= PASSAGE TO READ =
Environmental Considerations in Financial Regulation

11 Min Read By: Stephen M. Humenik, Michael G. Lee

The importance of environmental, social, and governance (ESG) factors—especially environmental considerations—in financial services has increased over the past several years. Recently, ESG considerations have garnered increased attention in the United States as a key platform and policy focus of the Biden administration. New ESG financial policies are expected in both the European Union and the United States, though the exact scope or depth of any particular regulation is still unclear at the moment. Further, while regulators and independent standard-setters all seem to be mindful of the benefits of a unified international regulatory regime, significant risk still remains that different environmental standards and requirements will end up hindering the cross-border activities of various market participants.

This article briefly summarizes recent, notable regulatory developments in various financial regulatory regimes.

= Records from a point-labeling set =
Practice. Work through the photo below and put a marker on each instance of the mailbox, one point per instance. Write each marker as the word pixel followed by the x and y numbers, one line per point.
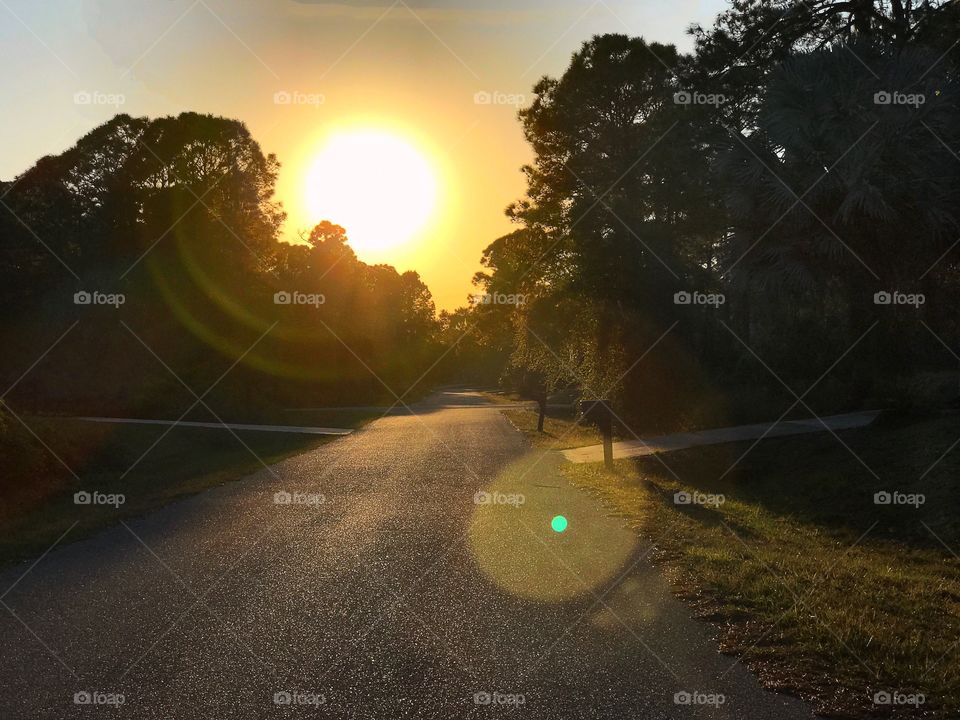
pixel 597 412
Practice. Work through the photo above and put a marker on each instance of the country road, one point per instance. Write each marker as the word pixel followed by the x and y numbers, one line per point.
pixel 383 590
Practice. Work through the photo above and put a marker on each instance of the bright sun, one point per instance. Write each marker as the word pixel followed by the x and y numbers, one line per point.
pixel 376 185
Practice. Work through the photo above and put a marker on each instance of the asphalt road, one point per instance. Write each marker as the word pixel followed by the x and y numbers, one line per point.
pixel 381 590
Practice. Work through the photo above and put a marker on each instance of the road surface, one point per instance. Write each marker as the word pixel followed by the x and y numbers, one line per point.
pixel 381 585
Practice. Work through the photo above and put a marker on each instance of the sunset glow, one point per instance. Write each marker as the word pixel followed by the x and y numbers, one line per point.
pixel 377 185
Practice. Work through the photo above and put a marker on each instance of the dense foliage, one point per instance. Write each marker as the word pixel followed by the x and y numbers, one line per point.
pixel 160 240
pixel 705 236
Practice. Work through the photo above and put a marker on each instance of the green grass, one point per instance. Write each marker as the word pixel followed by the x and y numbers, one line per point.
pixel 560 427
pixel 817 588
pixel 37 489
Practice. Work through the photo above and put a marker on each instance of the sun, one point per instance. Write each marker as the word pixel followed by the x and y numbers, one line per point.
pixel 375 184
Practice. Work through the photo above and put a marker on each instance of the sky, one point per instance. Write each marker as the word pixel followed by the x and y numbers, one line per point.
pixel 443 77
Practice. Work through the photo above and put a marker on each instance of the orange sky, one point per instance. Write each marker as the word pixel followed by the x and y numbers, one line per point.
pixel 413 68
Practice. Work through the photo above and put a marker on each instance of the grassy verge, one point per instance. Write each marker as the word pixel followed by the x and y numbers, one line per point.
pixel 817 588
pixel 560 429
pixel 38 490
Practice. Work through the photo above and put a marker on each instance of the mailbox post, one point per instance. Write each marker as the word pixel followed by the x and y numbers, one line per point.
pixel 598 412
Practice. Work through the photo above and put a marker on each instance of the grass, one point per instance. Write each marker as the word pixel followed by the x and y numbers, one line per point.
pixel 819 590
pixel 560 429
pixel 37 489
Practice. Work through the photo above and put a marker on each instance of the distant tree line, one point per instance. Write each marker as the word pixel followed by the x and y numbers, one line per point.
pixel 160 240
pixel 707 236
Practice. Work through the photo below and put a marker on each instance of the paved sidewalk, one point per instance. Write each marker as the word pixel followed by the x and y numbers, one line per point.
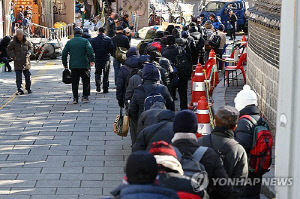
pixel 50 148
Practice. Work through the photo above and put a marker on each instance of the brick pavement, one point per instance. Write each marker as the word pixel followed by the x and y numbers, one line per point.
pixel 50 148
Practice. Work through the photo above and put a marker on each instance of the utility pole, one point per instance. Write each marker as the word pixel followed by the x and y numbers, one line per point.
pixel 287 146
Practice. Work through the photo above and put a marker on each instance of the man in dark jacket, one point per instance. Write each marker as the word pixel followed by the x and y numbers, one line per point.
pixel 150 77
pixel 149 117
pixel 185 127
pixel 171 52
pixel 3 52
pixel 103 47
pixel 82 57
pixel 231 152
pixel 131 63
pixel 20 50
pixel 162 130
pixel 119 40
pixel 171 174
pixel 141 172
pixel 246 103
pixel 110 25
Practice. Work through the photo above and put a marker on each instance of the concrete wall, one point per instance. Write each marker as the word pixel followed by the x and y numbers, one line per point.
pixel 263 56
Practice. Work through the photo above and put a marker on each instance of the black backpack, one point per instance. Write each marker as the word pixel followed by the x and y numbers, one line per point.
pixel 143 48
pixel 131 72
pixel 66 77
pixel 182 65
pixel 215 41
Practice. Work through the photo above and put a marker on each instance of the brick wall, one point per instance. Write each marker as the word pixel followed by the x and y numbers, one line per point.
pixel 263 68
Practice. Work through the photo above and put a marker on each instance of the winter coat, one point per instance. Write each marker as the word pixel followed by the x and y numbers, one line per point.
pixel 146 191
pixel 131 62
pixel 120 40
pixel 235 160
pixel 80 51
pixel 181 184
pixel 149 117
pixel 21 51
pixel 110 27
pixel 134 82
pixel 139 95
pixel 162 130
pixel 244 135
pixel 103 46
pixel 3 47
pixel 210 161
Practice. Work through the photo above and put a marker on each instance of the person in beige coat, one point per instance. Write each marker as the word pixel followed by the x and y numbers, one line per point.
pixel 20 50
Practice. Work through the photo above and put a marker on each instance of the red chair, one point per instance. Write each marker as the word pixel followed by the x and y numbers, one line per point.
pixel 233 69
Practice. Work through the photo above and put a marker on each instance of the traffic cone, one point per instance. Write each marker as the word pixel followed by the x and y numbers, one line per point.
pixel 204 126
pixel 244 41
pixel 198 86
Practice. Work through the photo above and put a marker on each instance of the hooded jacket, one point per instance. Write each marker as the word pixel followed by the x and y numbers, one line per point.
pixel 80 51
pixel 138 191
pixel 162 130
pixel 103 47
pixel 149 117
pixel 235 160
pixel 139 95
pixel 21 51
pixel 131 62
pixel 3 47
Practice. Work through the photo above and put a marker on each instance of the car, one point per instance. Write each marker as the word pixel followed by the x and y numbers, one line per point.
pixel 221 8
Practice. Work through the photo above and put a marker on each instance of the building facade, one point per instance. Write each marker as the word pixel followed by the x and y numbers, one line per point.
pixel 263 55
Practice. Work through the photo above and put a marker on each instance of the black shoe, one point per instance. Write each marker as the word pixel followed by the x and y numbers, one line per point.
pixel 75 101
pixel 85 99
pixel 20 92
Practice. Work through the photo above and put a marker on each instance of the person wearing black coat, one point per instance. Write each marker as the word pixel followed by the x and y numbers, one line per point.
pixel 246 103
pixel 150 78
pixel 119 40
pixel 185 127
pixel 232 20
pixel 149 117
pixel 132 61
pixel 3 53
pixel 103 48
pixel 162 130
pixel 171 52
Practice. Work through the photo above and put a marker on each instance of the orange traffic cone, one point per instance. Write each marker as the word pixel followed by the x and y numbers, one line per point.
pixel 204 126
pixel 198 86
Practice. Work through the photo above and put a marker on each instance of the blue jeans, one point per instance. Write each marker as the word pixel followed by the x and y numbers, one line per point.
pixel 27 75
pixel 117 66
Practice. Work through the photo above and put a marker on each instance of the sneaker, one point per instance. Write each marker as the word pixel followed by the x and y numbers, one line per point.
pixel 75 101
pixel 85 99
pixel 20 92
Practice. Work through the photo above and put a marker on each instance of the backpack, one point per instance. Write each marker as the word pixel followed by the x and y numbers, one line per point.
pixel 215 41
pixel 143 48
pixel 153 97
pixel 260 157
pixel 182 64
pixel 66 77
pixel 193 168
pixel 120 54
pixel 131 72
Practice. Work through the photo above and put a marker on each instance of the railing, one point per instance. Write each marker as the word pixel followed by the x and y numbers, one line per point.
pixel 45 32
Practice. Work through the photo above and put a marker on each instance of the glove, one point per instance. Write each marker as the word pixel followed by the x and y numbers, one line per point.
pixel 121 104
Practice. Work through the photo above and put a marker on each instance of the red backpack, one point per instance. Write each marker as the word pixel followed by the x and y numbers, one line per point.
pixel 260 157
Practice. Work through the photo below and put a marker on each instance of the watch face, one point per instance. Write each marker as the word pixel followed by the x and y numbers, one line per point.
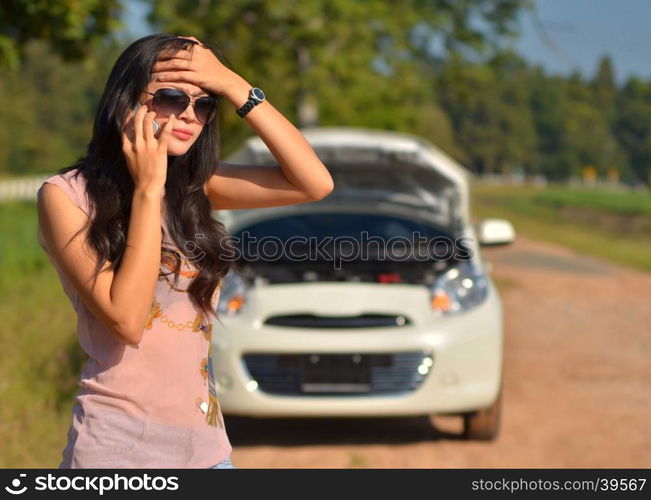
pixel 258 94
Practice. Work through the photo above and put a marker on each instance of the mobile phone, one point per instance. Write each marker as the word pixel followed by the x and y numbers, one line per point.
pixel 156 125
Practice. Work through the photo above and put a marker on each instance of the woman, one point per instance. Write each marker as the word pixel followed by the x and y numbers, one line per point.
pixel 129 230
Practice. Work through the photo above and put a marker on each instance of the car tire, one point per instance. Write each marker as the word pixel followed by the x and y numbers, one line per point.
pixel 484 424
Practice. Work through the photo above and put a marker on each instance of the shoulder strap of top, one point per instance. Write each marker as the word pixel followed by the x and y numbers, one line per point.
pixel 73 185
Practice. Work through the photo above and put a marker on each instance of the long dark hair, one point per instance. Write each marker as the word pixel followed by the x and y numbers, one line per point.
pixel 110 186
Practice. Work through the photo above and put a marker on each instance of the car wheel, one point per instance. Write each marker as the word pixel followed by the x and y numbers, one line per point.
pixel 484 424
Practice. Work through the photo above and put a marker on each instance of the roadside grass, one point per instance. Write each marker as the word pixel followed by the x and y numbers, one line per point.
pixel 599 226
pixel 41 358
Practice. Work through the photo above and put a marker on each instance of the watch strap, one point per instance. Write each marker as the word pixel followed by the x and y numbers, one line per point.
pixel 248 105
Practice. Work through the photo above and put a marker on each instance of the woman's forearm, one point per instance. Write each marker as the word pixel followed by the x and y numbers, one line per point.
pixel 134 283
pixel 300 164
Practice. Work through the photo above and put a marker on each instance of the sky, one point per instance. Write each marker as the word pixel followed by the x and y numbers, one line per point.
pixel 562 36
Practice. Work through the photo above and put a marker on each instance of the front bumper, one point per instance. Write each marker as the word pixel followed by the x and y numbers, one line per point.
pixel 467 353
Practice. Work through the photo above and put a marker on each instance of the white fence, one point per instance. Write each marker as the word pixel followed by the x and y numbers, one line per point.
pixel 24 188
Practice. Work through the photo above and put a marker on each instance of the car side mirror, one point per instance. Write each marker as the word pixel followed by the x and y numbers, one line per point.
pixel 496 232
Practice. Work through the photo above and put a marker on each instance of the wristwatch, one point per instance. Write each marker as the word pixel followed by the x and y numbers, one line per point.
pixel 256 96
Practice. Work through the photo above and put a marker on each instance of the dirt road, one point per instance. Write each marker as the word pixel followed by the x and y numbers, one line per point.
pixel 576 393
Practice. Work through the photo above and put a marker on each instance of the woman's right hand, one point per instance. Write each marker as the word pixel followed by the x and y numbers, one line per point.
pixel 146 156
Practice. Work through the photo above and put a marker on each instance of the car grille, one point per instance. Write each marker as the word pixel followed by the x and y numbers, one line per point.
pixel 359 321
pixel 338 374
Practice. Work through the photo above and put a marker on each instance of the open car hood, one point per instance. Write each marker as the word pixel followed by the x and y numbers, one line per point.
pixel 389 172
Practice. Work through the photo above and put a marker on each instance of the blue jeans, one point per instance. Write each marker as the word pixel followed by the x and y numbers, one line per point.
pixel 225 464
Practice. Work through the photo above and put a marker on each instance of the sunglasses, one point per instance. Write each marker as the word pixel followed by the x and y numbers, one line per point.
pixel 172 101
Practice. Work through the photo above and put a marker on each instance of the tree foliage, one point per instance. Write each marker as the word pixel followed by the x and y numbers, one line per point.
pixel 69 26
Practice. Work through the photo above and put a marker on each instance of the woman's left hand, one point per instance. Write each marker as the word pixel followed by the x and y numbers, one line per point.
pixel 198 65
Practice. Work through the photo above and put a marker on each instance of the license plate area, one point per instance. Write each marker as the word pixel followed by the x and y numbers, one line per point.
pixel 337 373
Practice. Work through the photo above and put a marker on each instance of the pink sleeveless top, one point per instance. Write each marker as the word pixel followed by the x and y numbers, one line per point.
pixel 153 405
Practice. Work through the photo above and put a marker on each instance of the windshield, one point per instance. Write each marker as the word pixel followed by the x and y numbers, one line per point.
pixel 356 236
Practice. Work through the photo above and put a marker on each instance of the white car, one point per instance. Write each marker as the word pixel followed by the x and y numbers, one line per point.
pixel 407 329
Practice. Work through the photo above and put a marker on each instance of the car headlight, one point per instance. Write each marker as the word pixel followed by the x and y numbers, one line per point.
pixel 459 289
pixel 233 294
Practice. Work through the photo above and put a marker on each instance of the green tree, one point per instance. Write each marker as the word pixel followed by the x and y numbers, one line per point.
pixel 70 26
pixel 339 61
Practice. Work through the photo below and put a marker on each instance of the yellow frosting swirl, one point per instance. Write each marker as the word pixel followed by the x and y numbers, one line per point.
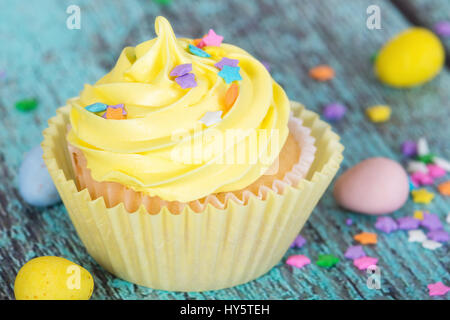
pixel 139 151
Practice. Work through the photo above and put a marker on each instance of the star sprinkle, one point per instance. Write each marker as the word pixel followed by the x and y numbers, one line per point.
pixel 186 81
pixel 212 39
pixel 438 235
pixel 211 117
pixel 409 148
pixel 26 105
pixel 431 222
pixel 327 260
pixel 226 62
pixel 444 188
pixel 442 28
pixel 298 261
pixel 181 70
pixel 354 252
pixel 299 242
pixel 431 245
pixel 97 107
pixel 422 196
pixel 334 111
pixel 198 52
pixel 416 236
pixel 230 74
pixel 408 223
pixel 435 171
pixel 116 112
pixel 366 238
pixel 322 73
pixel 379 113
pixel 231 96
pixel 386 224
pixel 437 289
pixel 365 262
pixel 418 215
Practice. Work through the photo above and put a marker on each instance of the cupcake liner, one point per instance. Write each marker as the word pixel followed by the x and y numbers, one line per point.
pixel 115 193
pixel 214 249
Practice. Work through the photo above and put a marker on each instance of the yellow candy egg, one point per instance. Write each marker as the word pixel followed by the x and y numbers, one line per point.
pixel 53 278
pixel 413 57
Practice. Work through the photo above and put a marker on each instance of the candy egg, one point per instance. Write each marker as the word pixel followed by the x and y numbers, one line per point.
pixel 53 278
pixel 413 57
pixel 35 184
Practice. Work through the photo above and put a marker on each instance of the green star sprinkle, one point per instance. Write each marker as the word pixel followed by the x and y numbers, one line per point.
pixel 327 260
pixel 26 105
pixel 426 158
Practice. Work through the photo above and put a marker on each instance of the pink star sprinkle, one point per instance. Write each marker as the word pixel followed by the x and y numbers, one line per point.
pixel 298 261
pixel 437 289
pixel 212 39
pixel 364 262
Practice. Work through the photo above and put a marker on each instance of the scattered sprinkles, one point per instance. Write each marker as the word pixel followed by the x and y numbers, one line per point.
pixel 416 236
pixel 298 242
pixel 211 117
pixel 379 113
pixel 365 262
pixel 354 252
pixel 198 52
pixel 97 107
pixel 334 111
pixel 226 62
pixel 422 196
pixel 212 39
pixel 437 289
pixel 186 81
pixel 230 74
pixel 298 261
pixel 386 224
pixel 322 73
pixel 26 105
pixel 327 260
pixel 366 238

= REQUIRED ACTIONS =
1. Answer these questions about the article on environmental considerations in financial regulation:
(a) Who is listed as the article's authors?
(b) Which U.S. administration has made ESG considerations a key platform and policy focus?
(c) In which two jurisdictions are new ESG financial policies expected?
2. Carry on the article on environmental considerations in financial regulation, picking up after its final sentence.
These records have no connection to the article on environmental considerations in financial regulation.

= ANSWERS =
1.
(a) Stephen M. Humenik and Michael G. Lee
(b) The Biden administration
(c) The European Union and the United States

2.
U.S. Regulatory Developments

On 20 May 2021, President Joseph Biden issued the Executive Order on Climate-related Financial Risk (the Executive Order), which stated that the Biden administration would prioritize the development of a government-wide strategy for mitigating climate-related financial risk, including by encouraging various financial regulators to better assess such risks. The Executive Order did not create any enforceable rules; however, it lays the groundwork for future federal financial policy by directing federal entities to develop and report on strategies that promote sustainability.

The Executive Order also instructed the Department of Labor (DOL) to reconsider its ESG Rules. The ESG Rules refer to two final rules that the DOL Employee Benefits Security Administration (EBSA) bureau published in late 2020, at the end of President Trump’s term: the “Financial Factors in Selecting Plan Investments” final rule and the “Fiduciary Duties Regarding Proxy Voting and Shareholder Rights” final rule. The ESG Rules required fiduciaries to make investment and shareholder decisions based on “pecuniary factors” and not subordinate investment returns to further nonpecuniary goals. The EBSA under President Biden had already announced, in March 2021, that it would not enforce the ESG Rules. The Executive Order extended that previous announcement and signaled a political willingness to undergo the administrative process to rescind or substantially amend the ESG Rule. On 14 October 2021, the EBSA published a proposed rule that clarifies the consideration of ESG factors by fiduciaries under the Employee Retirement Income Security Act of 1974 (ESG Proposed Rule). The comment period for the ESG Proposed Rule closes on 13 December 2021.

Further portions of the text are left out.